Excerto do documento -
■ ■ ■ ■ ■
A regressividade do OE 2016 (I) questões metodológicas

Pedro Romano, Desvio colossal, 2016.02.10

post anterior gerou uma série de reacções, e-mails, comentários e críticas. Esta e as próximas entradas abordam algumas questões específicas e clarificam outras nuances de forma um pouco mais técnica.  
  • A base de dados dos Quadros de Pessoal não inclui o sector público. Os resultados não estão enviesados?
A base de dados dos Quadros de Pessoal não inclui, de facto, o sector público. Sabemos que os funcionários públicos ganham em média mais do que os trabalhadores do sector privado (IIIIII). Incluí-los na tabela elevaria assim os salários de cada decil, fazendo com que os benefícios que derivam da redução da sobretaxa e da restituição de salários na função passassem a afluir a mais decis de rendimento do que apenas o primeiro e o segundo. Na prática, a regressividade retratada neste gráfico diminuiria.
Por que é que não incluí os funcionários públicos nas contas? Por um questão prática: não há dados. Seria teoricamente possível construir uma base de dados mais alargada usando números da DGAEP, mas na prática teria de assumir uma data de hipóteses violentas, acabando com um resultado final extremamente sensível ao tipo de distribuições assumidas.
Dito isto, não me parece que a inclusão da função pública altere significativamente os resultados, porque temos outras fontes que sugerem uma distribuição de rendimentos semelhante, e que colocam um funcionário público com 1.500€ (o escalão a partir do qual há cortes salariais) muito bem colocado na faixa salarial. Vejam, por exemplo, as declarações de IRS das famílias (dados da Autoridade Tributária, via Pordata).
Imagem A
Imagine-se um casal de funcionários públicos com 1.500€ brutos cada um. Segundo os dados da AT, e assumindo 12 ou 14 salários, esse casal já estará incluído nos 10% de declarações de rendimento mais altas (1.500 x 2 x 12 = 36.000€). Mas mesmo uma declaração individual de 1.500€ já calha na antepenúltima categoria (1.500 x 1 x 12), o que é o suficiente para aparecer nos 33% de declarações mais altas.
Portanto a inclusão dos funcionários públicos pode levar a uma revisão dos decis a partir dos quais a sobretaxa e a devolução de salários têm estes efeitos, mas dificilmente irá alterar de forma radical o resultado final.
  • Os salários não dizem tudo. Há outros rendimentos que afectam a riqueza de um cidadão, como rendimentos de capital. A distribuição de salários por decis não leva isto em conta.
É verdade, não leva. E também não leva em conta muitas outras coisas: as transferências sociais (subsídio de desemprego, pensões), a subsidiação diferenciada de serviços públicos (isenção de taxas moderadoras, por exemplo), o número de filhos do agregado familiar, etc. É por isso que as estatísticas de distribuição tentam capturar todos estes fenómenos, construindo categorias de rendimento ‘sintéticas’.
■ ■ ■ ■ ■
[Entradas de apontamento de objetos rotulados]
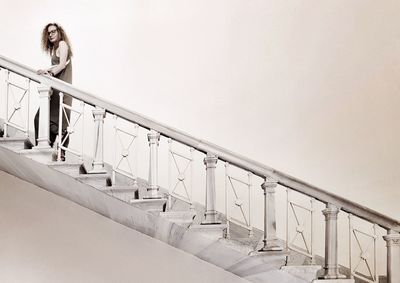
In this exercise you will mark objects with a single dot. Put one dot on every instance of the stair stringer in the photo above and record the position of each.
(212, 250)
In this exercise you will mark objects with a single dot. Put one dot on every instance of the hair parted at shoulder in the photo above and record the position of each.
(47, 46)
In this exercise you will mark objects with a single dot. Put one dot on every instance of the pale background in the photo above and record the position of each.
(310, 88)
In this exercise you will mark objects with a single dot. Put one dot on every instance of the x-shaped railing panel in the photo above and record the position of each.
(125, 140)
(307, 245)
(182, 173)
(15, 107)
(233, 183)
(364, 250)
(71, 125)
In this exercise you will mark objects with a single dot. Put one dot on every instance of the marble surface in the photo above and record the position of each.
(223, 253)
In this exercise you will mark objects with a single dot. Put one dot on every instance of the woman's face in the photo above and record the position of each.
(52, 31)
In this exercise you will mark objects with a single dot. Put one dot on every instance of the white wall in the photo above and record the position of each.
(308, 87)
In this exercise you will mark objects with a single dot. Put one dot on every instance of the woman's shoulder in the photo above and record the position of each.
(63, 44)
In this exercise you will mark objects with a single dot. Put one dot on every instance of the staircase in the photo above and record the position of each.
(225, 239)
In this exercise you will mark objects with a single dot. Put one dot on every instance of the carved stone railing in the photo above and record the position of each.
(272, 178)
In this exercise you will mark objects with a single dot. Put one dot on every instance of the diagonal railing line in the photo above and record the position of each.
(223, 154)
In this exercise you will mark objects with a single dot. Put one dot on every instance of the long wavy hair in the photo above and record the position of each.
(47, 46)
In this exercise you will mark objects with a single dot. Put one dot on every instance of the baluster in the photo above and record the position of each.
(115, 126)
(268, 187)
(7, 77)
(393, 256)
(152, 188)
(60, 119)
(98, 163)
(192, 207)
(169, 201)
(351, 228)
(228, 231)
(312, 212)
(43, 140)
(28, 94)
(250, 184)
(331, 268)
(211, 214)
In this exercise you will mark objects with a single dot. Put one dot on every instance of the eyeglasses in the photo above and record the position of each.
(52, 32)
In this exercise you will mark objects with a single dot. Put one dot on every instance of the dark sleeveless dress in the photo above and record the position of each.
(66, 76)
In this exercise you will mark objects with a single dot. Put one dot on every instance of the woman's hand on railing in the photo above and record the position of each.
(44, 72)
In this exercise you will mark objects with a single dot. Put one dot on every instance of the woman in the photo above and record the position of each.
(56, 43)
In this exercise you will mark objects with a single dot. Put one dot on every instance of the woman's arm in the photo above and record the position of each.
(63, 53)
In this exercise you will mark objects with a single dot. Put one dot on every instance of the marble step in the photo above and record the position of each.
(95, 180)
(124, 193)
(74, 169)
(183, 218)
(153, 205)
(211, 231)
(42, 155)
(16, 144)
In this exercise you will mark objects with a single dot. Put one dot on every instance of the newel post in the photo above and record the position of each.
(98, 163)
(211, 214)
(43, 140)
(153, 189)
(393, 256)
(268, 187)
(331, 268)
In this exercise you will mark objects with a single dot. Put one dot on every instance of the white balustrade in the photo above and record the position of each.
(211, 214)
(393, 256)
(306, 245)
(152, 189)
(331, 267)
(270, 238)
(232, 185)
(43, 140)
(363, 251)
(98, 160)
(180, 179)
(70, 130)
(20, 94)
(126, 151)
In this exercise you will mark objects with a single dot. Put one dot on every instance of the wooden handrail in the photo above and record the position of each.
(207, 147)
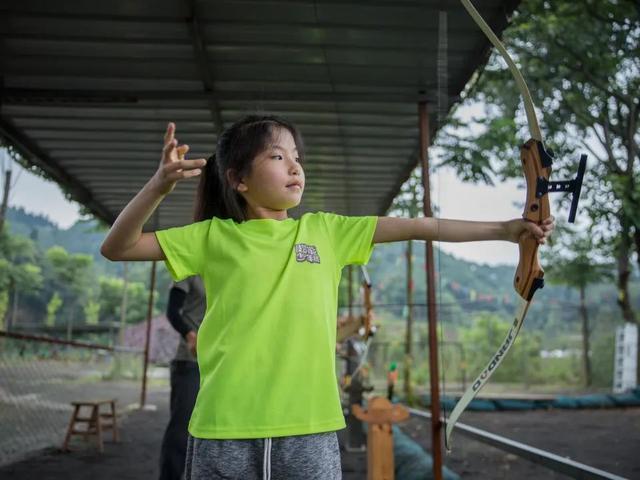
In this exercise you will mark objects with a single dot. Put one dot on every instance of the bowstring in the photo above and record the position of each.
(443, 105)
■ ■ ■ ■ ■
Tarefas propostas -
[A] Responda, com base no texto sobre a regressividade do OE 2016, às seguintes perguntas:
(i) Que base de dados não inclui o sector público?
(ii) A partir de que escalão salarial há cortes para um funcionário público?
(iii) Segundo o texto, de que entidade provêm os dados das declarações de IRS das famílias, e por intermédio de quem?
[B] Escreva a continuação do texto sobre a regressividade do OE 2016, a partir da última frase apresentada.

Respostas ordenadas -
[A]
(i) A base de dados dos Quadros de Pessoal.
(ii) A partir de 1.500€.
(iii) Da Autoridade Tributária, via Pordata.

[B]
Mas qual é exactamente a relevância desta subtileza? As transferências sociais – se forem bem afinadas, claro – podem reduzir a severidade da pobreza de quem está no fundo da tabela; mas não fazem essas pessoas passar à frente das outras por causa disso. E os rendimentos de capitais provavelmente têm o efeito oposto, reforçando o rendimento de quem já está à frente da distribuição salarial (quantos seguros, depósitos a prazo e fundos de acções acham que tem quem ganha 500€?). Ou seja: estes elementos podem alterar o rendimento de cada segmento da população, mas dificilmente farão com que os elementos de cada decil mudam radicalmente de decil.
Vejam isto de outra forma. Imaginem que o Governo quer tornar a divisão de rendimentos mais “justa”, e para isso propõe um aumento de progressividade do código fiscal, subindo a taxa marginal de imposto em 1 ponto percentual à medida que avança nos escalões de rendimento. Quantas pessoas acham que ouviríamos argumentar que isto não faz sentido nenhum porque a progressividade da taxa à cega à inclusão de outras variáveis que influenciam o grau de pobreza de cada agregado?
  • As contas não incluem a troca do quociente familiar pela dedução fixa por filho.
Correcto. Mas por uma razão muito simples: essa medida não aparece na lista das medidas orçamentais e fiscais da tabela II.3.6. O que aparece é algo diferente: o impacto negativo, nas contas de 2016, da introdução do quociente familiar em 2015.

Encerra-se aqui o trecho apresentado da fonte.